» EXTRACTED DATA
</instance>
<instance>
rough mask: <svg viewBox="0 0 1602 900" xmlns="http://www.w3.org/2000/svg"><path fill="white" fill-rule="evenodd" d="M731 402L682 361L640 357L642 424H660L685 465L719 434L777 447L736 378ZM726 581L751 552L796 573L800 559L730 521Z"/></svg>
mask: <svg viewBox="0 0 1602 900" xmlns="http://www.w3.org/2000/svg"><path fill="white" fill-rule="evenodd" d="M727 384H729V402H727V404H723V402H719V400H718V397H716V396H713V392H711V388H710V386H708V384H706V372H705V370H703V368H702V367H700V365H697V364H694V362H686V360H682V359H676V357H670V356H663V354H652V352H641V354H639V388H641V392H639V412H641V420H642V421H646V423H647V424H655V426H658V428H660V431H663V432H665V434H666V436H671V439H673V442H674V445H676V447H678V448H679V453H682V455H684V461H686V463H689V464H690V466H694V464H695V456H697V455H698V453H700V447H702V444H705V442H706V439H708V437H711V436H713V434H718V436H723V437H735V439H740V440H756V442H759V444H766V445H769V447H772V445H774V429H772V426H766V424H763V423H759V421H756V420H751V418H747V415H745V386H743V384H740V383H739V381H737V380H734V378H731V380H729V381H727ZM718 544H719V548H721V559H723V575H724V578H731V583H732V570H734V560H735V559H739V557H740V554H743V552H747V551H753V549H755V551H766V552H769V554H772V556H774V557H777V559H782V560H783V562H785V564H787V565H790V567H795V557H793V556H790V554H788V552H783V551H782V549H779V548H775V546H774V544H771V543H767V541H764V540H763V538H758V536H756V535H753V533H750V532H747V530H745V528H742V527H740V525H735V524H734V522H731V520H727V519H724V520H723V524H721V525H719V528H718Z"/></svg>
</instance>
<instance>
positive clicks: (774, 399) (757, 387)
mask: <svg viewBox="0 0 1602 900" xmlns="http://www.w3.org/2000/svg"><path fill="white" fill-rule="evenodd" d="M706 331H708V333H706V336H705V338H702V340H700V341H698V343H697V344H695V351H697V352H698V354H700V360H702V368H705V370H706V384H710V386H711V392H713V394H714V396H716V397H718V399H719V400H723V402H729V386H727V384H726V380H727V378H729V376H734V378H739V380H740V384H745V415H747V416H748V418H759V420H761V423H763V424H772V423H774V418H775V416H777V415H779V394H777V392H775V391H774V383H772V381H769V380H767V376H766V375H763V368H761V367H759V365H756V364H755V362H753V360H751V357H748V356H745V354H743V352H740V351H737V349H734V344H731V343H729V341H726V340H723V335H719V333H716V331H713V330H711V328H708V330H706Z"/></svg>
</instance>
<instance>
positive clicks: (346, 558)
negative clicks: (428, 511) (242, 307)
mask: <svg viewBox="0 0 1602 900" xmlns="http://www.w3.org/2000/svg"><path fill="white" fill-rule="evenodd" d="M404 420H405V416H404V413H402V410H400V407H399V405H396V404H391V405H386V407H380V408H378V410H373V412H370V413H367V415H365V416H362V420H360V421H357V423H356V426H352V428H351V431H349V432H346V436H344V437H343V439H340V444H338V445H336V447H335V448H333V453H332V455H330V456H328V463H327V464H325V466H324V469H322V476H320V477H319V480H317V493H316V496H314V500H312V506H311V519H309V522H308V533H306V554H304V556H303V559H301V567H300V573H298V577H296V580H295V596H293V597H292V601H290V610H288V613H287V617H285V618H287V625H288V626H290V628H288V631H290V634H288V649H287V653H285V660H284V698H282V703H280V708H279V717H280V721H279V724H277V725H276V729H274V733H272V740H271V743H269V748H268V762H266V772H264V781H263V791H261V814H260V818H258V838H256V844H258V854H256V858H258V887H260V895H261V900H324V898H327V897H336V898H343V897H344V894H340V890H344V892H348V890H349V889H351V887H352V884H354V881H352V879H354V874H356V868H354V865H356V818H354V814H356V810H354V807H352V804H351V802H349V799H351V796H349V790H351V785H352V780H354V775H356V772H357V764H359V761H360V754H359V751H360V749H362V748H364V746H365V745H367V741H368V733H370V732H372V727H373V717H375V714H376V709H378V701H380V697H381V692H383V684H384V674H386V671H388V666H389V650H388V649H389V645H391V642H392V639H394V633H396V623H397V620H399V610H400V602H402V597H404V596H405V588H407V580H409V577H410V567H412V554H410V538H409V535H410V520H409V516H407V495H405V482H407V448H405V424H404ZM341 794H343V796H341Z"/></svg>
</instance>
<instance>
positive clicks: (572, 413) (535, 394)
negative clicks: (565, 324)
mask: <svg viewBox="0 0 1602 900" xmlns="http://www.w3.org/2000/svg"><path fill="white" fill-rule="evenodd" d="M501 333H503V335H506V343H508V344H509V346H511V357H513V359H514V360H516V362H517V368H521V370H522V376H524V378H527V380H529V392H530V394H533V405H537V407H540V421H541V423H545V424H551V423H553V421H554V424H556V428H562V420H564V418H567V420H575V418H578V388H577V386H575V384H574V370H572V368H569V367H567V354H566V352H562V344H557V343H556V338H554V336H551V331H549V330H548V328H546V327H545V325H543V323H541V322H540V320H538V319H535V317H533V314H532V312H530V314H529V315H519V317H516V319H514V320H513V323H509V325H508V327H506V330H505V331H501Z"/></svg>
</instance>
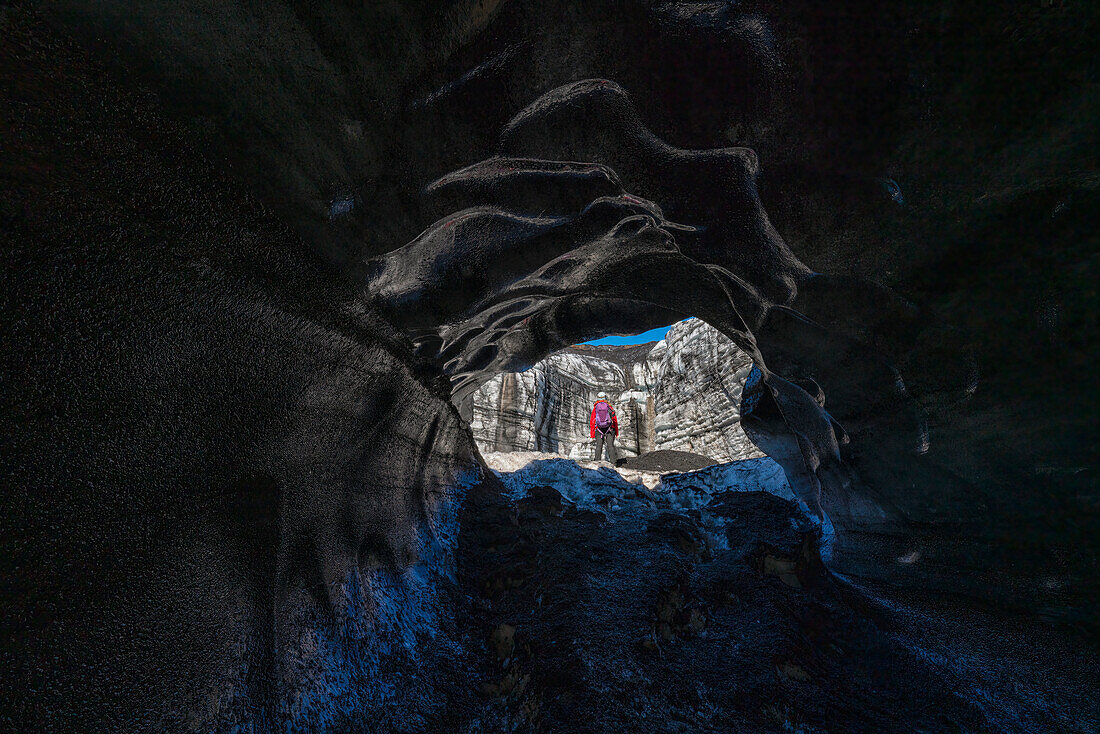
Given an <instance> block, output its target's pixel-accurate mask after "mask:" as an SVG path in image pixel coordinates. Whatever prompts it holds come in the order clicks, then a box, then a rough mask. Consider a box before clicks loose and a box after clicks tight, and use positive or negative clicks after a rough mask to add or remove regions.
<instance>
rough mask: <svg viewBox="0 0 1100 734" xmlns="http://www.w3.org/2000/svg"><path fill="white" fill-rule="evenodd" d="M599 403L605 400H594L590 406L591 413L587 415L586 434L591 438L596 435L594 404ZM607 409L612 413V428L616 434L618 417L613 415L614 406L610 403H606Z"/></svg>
mask: <svg viewBox="0 0 1100 734" xmlns="http://www.w3.org/2000/svg"><path fill="white" fill-rule="evenodd" d="M601 403H607V401H596V404H595V405H593V406H592V415H590V416H588V434H590V436H591V437H592V438H595V437H596V405H599V404H601ZM607 409H608V410H609V412H610V414H612V428H613V429H614V430H615V435H616V436H618V417H617V416H616V415H615V408H613V407H612V404H610V403H607Z"/></svg>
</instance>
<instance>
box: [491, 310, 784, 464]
mask: <svg viewBox="0 0 1100 734" xmlns="http://www.w3.org/2000/svg"><path fill="white" fill-rule="evenodd" d="M610 360H615V361H610ZM751 366H752V361H751V359H750V358H749V357H748V355H747V354H745V352H742V351H740V350H739V349H737V347H736V346H735V344H734V343H733V342H731V341H730V340H729V339H728V338H727V337H725V336H724V335H722V332H719V331H718V330H717V329H715V328H714V327H712V326H709V325H707V324H706V322H704V321H701V320H698V319H695V318H692V319H686V320H684V321H679V322H676V324H674V325H673V326H672V328H671V329H670V330H669V332H668V335H667V336H665V338H664V339H662V340H661V341H659V342H656V343H651V344H647V346H638V347H614V346H605V347H602V348H599V349H598V350H596V349H586V348H585V346H581V347H574V348H572V349H569V350H566V351H564V352H558V353H557V354H552V355H550V357H548V358H547V359H544V360H542V361H541V362H539V363H538V364H536V365H535V366H533V368H531V369H530V370H527V371H526V372H519V373H514V372H513V373H505V374H502V375H496V376H494V377H493V379H491V380H489V381H488V382H486V383H485V384H484V385H482V386H481V387H480V388H478V390H477V391H476V392H475V393H474V394H473V398H472V401H473V403H472V417H471V419H470V427H471V430H472V431H473V435H474V440H475V441H476V442H477V446H478V448H480V449H481V450H482V451H547V452H551V453H562V454H564V456H569V457H573V458H585V459H587V458H591V454H592V451H593V447H592V440H591V439H590V438H588V415H590V413H591V410H592V404H593V403H594V402H595V399H596V394H597V393H599V392H601V391H603V392H606V393H607V395H608V399H609V401H610V403H612V405H613V406H615V409H616V412H617V414H618V420H619V438H618V440H617V441H616V447H617V448H618V450H619V454H620V456H637V454H639V453H645V452H646V451H653V450H660V449H671V450H679V451H692V452H694V453H702V454H703V456H707V457H711V458H712V459H715V460H716V461H738V460H740V459H750V458H756V457H760V456H763V454H762V453H761V452H760V451H759V450H758V449H757V448H756V447H755V446H753V445H752V443H751V441H749V438H748V437H747V436H746V435H745V431H744V430H741V428H740V420H739V419H740V405H741V388H742V387H744V385H745V379H746V377H747V376H748V374H749V370H750V369H751Z"/></svg>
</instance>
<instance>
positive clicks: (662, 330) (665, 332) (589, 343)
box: [584, 326, 672, 344]
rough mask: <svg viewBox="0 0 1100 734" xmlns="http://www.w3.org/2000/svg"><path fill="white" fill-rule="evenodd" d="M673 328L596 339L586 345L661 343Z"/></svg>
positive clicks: (663, 326) (584, 342) (668, 327)
mask: <svg viewBox="0 0 1100 734" xmlns="http://www.w3.org/2000/svg"><path fill="white" fill-rule="evenodd" d="M671 328H672V327H671V326H662V327H661V328H660V329H650V330H649V331H642V332H641V333H638V335H635V336H632V337H604V338H603V339H595V340H593V341H586V342H584V343H586V344H643V343H646V342H647V341H660V340H661V339H664V335H667V333H668V332H669V329H671Z"/></svg>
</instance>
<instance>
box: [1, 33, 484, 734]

» HOW TO COMPLETE THIS TASK
Copy exactly, please, the span of lines that begins at the line with "positive clicks: (663, 326)" and ends at the last line of the data, both included.

» ANSWER TO THIS EXERCISE
positive clicks: (663, 326) (584, 342) (668, 327)
mask: <svg viewBox="0 0 1100 734" xmlns="http://www.w3.org/2000/svg"><path fill="white" fill-rule="evenodd" d="M671 328H672V327H671V326H662V327H661V328H660V329H650V330H649V331H642V332H641V333H638V335H635V336H632V337H604V338H603V339H595V340H593V341H586V342H584V343H586V344H643V343H646V342H647V341H660V340H661V339H664V335H667V333H668V332H669V329H671Z"/></svg>
</instance>
<instance>
box: [1, 33, 484, 734]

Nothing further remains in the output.